Set problem: How many lines in the records below contain the string "blue"? Reply with the number alone.

Supplied entries:
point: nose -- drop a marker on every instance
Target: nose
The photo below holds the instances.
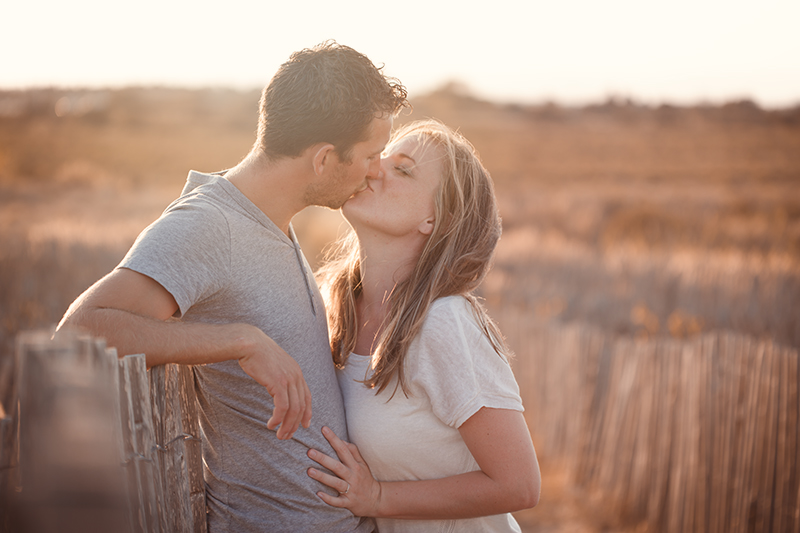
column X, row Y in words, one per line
==
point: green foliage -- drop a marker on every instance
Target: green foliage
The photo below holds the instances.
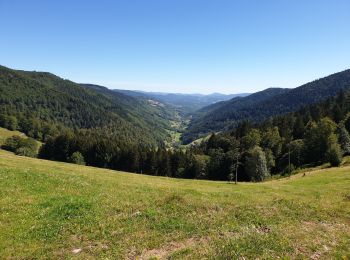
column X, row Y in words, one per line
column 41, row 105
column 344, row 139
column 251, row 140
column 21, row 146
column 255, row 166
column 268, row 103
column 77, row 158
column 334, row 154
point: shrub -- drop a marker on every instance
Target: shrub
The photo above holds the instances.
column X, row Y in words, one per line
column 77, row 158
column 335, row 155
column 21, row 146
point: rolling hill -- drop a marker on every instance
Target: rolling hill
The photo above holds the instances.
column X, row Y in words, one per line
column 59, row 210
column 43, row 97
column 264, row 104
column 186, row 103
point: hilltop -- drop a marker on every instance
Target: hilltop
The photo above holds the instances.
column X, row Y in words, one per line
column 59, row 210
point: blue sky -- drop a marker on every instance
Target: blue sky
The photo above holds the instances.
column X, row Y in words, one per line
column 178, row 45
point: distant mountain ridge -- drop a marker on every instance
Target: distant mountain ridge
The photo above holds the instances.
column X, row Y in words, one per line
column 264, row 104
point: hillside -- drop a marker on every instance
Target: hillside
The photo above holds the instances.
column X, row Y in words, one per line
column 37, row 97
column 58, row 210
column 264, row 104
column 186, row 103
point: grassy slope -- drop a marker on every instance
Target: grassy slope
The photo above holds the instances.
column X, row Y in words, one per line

Response to this task: 2